About this exercise:
Word for word, copy all the data and drop the pictures.

### Records shown

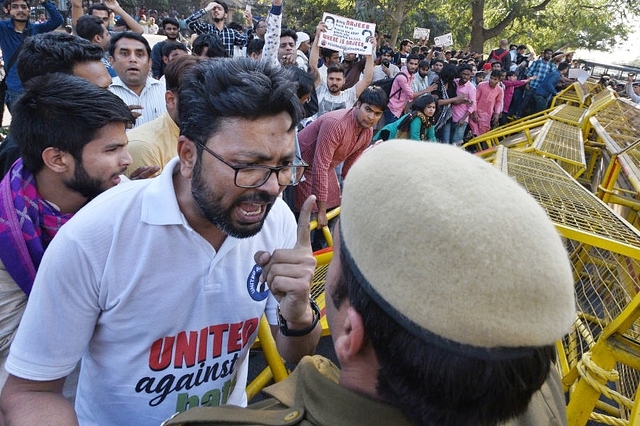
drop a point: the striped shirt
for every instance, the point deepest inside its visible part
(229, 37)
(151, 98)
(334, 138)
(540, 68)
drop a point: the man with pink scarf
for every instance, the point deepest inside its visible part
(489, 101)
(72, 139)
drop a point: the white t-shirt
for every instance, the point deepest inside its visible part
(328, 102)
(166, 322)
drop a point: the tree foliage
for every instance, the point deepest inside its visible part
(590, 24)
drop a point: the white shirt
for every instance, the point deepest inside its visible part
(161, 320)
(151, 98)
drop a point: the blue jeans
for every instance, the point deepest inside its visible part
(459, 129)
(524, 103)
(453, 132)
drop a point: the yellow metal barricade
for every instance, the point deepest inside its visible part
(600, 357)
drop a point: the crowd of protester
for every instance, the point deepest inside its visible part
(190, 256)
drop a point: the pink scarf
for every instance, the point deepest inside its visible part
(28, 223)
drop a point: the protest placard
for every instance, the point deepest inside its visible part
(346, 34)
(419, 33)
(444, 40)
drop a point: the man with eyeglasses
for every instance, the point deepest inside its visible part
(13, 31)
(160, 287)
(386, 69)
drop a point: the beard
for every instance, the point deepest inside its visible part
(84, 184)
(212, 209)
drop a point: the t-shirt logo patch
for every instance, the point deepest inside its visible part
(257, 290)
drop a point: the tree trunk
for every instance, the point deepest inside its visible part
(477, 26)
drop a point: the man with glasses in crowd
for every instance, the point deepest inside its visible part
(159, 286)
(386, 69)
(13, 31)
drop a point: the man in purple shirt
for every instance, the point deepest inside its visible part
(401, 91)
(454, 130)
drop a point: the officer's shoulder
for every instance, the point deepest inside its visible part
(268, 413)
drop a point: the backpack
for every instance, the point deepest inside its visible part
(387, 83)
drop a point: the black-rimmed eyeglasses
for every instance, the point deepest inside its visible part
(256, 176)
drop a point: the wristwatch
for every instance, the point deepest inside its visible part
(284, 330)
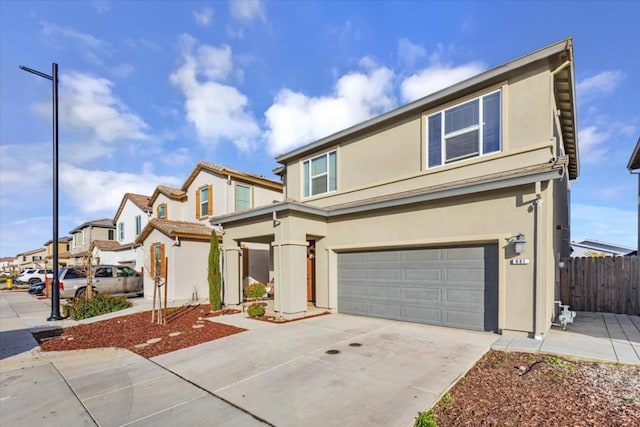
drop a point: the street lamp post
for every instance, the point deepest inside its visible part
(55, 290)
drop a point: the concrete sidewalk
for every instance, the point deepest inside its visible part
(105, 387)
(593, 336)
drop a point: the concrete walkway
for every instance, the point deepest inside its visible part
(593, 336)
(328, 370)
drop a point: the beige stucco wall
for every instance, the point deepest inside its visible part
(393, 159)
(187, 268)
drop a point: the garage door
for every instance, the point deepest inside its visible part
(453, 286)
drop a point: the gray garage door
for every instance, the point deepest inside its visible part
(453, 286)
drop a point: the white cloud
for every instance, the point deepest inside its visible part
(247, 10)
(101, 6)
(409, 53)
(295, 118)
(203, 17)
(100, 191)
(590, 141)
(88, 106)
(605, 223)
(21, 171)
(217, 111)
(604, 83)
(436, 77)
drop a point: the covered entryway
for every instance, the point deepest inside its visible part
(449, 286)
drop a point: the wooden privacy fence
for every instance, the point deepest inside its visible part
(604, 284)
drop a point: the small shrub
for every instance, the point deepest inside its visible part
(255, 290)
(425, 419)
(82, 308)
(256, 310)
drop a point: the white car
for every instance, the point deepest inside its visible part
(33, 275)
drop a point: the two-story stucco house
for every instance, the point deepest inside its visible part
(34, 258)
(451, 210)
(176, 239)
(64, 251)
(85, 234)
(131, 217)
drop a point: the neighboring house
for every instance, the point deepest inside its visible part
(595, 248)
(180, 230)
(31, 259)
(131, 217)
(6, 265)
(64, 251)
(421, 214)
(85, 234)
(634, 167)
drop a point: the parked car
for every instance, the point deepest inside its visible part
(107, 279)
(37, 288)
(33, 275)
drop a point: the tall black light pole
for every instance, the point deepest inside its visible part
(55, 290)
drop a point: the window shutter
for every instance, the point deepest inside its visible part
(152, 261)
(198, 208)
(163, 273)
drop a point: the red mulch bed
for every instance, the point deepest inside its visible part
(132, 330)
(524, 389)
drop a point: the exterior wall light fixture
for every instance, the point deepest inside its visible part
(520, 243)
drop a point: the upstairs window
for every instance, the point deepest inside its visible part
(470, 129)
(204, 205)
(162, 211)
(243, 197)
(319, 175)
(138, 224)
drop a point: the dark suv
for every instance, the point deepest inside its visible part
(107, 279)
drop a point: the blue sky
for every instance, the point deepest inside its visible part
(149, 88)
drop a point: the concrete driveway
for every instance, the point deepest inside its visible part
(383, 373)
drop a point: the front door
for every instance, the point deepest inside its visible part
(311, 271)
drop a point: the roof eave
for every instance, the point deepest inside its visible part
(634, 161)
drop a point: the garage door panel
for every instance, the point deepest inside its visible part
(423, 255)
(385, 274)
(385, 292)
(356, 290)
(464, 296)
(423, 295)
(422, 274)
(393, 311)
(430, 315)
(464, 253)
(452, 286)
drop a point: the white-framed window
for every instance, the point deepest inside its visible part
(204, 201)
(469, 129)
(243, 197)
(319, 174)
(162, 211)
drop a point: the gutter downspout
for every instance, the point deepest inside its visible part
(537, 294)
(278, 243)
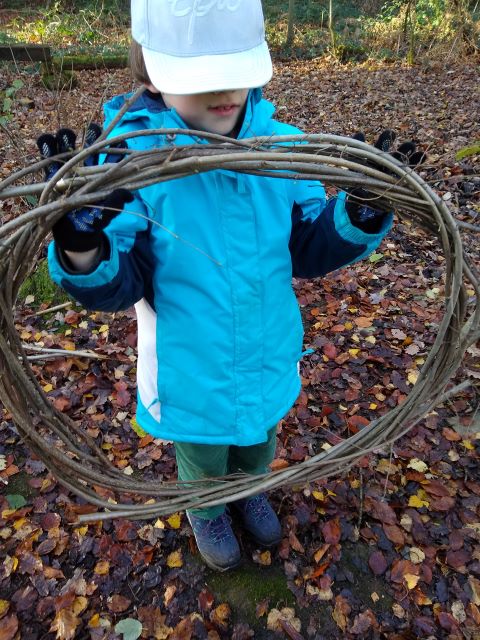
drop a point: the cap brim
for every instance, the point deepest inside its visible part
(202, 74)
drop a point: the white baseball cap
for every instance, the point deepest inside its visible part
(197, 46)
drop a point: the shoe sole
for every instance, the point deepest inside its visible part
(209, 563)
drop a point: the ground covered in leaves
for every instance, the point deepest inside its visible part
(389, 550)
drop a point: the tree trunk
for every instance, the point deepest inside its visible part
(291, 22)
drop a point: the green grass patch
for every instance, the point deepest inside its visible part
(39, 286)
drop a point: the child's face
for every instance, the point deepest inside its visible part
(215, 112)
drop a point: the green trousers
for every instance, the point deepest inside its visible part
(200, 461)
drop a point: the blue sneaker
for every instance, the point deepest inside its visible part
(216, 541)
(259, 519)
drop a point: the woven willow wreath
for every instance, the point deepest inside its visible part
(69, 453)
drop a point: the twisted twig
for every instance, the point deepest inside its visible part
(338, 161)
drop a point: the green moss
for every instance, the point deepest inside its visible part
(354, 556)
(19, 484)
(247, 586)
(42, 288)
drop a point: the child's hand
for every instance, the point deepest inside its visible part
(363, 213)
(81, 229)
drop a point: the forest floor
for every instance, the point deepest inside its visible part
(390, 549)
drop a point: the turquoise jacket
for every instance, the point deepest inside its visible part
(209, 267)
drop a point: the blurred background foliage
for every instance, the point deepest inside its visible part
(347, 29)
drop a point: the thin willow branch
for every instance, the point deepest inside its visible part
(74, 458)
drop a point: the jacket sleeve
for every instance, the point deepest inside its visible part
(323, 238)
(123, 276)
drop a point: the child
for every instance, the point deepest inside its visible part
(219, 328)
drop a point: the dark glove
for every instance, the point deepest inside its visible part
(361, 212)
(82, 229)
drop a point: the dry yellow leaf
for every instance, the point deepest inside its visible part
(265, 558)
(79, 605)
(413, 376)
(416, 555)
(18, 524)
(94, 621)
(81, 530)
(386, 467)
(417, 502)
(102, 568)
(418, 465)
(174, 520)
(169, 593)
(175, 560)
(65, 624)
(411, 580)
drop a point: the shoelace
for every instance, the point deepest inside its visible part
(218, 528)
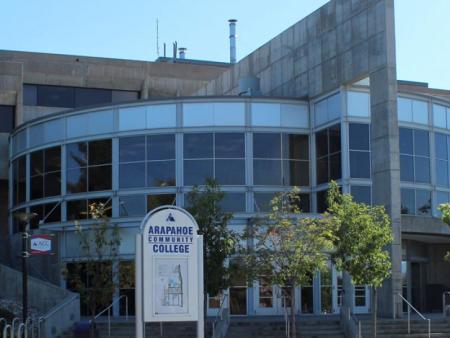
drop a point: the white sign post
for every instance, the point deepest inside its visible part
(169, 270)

######

Completed exercise:
drop a point: the striped shirt
for every instance, the point deepest inside its visible part
(229, 37)
(151, 98)
(334, 138)
(540, 68)
drop a point: the man with pink scarf
for every instance, the point deepest inside its visible part
(489, 101)
(72, 139)
drop a point: the white t-shirt
for every instance, the point deepest inside its visible part
(328, 102)
(166, 322)
drop a point: the tree foliage
for every instance, the point deepest inside its visible part
(590, 24)
drop a point: the white shirt
for every instance, the point deepest inside its visible part
(161, 320)
(151, 98)
drop a point: the blue jeans
for every instance, the point deepest inside its visible part
(459, 129)
(524, 103)
(453, 132)
drop a point: the yellow metal barricade
for every instance, the point deepest inside its visible part
(600, 357)
drop a point: the crowd of protester
for every instance, the point deepest inside its visible part
(190, 256)
drop a point: the pink scarf
for every instance, the point deepest inside its visible part
(28, 223)
drop a point: the protest placard
for every instance, the point deepest inside its visible part
(346, 34)
(419, 33)
(444, 40)
drop a point: the man with eyeglasses
for every instance, the point deepest inside its visible part
(13, 31)
(160, 287)
(386, 69)
drop a point: the beard
for every instance, the point deepest inside its visible part
(84, 184)
(212, 209)
drop a point: the t-shirt logo patch
for every instance, the point deepest inside its visible part
(257, 290)
drop a point: the tree trunk
for every instance, the point deepest inside its visible part
(477, 26)
drop a point: the man with glasses in crowd
for every instance, the point deepest inside its visible part
(159, 286)
(386, 69)
(13, 31)
drop a point: the man in purple shirt
for every instance, the point deepest inside its visible part
(401, 91)
(454, 130)
drop a point: the officer's shoulder
for every instance, the point deepest inside its visible part
(268, 413)
drop a point: the backpack
for every instance, the point deepest inside its visible part
(387, 83)
drop a point: the black-rimmed eyeglasses
for every instance, the point deepest inside its visible part
(256, 176)
drop a point: the wristwatch
for every instance, the point deepest inside its visible part
(284, 330)
drop a point: the street lamp post
for every instance, the point deepest inside its visible part
(55, 290)
drop a point: the concrete sidewalk
for every instance, the point deepest inside its visible part
(105, 387)
(593, 336)
drop a point: the concrete walkway
for every instance, the point deepest inside its visible part
(593, 336)
(328, 370)
drop a point: the beige stucco wall
for every instance, the point deepest inside its visible part
(393, 159)
(187, 268)
drop a point: the garage door
for every instance, the point deepest inside its visible part
(453, 286)
drop a point: the gray garage door
for every instance, the point deepest inside its visible part
(453, 286)
drop a point: the white cloud
for every instance, the point deepest inside its visible part
(247, 10)
(101, 6)
(409, 53)
(295, 118)
(203, 17)
(100, 191)
(590, 141)
(88, 106)
(605, 223)
(21, 171)
(217, 111)
(604, 83)
(436, 77)
drop a point: the covered entryway
for every instance, the point deepest inside its visible part
(449, 286)
drop a point: the wooden privacy fence
for every instance, the point deepest inside its visible part
(604, 284)
drop a point: the small shrub
for every instance, the point deepest inside its visible part
(255, 290)
(425, 419)
(82, 308)
(256, 310)
drop a point: the white car
for every instance, the point deepest inside its visible part
(33, 275)
drop a point: the two-story stucco house
for every instance, the point deepest inside its visible part
(34, 258)
(451, 210)
(176, 239)
(64, 251)
(85, 234)
(131, 217)
drop a point: the neighboring house
for every instance, the point deepest inside its visible part
(595, 248)
(180, 230)
(31, 259)
(131, 217)
(6, 265)
(64, 251)
(421, 214)
(85, 234)
(634, 167)
drop a point: the parked car
for every instance, the point deepest inside its visible part
(107, 279)
(37, 288)
(33, 275)
drop a point: the tall black light pole
for every instance, the point deepest inside its visible part
(55, 290)
drop a point: the window shutter
for every instance, the point deepest inside its visible part
(152, 261)
(198, 208)
(163, 273)
drop a point: the red mulch bed
for every instance, the point deepest inside its visible part
(132, 330)
(524, 389)
drop a point: the exterior wall light fixture
for every instance, the point deepest inside its visible part
(520, 243)
drop a point: the upstairs window
for every instance, the point deepest inside its visible part
(470, 129)
(204, 205)
(162, 211)
(243, 197)
(319, 175)
(138, 224)
drop a point: the dark suv
for every instance, the point deepest inside its visible part
(107, 279)
drop a point: the blue sky
for every instance, the point deepest inside its visible part
(149, 88)
drop a point: the concrete driveway
for every instance, the point deepest inside its visible part
(383, 373)
drop a point: the front door
for every instance, the point deepest inside its visible part
(311, 271)
drop a point: the roof eave
for every instance, the point deepest inside its visible part
(634, 161)
drop a point: the garage door panel
for every instance, the point deepest inside its visible part
(423, 255)
(385, 274)
(385, 292)
(356, 290)
(464, 296)
(423, 295)
(422, 274)
(393, 311)
(430, 315)
(464, 253)
(452, 286)
drop a point: the white-framed window
for every instance, the point deepest inside its visible part
(204, 201)
(469, 129)
(243, 197)
(319, 174)
(162, 211)
drop a point: the gutter downspout
for every instance, the point deepest inside its visible part
(537, 294)
(278, 243)
drop a point: the cap brim
for every instance, the point deepest inside its visible part
(202, 74)
drop a point: the white baseball cap
for every instance, the point deepest inside its visible part
(197, 46)
drop a point: the shoe sole
for every instance, the point deepest inside its visible part
(209, 563)
drop a point: the ground covered in leaves
for every instance, the point deepest inside its visible part
(389, 550)
drop a point: the tree trunk
for every instance, the point deepest inside its visible part
(291, 22)
drop a point: the green grass patch
for every instance, the point deepest inside its visible part
(39, 286)
drop a point: the child's face
for every instance, the point deepest inside its visible part
(215, 112)
drop a point: the green trousers
for every instance, the point deepest inside its visible part
(200, 461)
drop a point: the blue sneaker
for every instance, the point deepest inside its visible part
(216, 541)
(259, 519)
drop a point: the woven willow wreath
for every instance, the point deepest inside its visible part
(69, 453)
drop a point: the twisted twig
for every instance, the point deepest inside its visible part
(338, 161)
drop a point: the green moss
for every instance, the point deepest inside its visible part
(354, 556)
(19, 484)
(247, 586)
(42, 288)
drop a point: the child's hand
for every instance, the point deepest inside its visible part
(363, 213)
(81, 229)
drop a point: the forest floor
for every instance, the point deepest inside its visible part
(390, 549)
drop a point: the turquoise jacket
for every instance, the point deepest inside its visible part
(209, 267)
drop a point: the blurred background foliage
for every instance, the point deepest inside its visible part
(347, 29)
drop a point: the thin willow branch
for every instance, the point deepest inside its visible part
(74, 458)
drop a point: the jacket sleeve
for every instance, the point deepest inside its visible part
(323, 238)
(123, 276)
drop a point: the child
for every instance, the point deepest inside its visible part
(219, 328)
drop a point: the dark glove
for every instance, the point deepest inside its visible part
(361, 212)
(82, 229)
drop a point: the dry yellow leaf
for every instance, the point deepest inside its visible part
(265, 558)
(79, 605)
(413, 376)
(416, 555)
(18, 524)
(94, 621)
(81, 530)
(386, 467)
(417, 502)
(102, 568)
(418, 465)
(174, 520)
(169, 593)
(175, 560)
(65, 624)
(411, 580)
drop a point: the shoelace
for every instance, the point deepest inside its visible part
(218, 528)
drop a point: the white sign post
for every instance, the point deepest inside its visible part
(169, 270)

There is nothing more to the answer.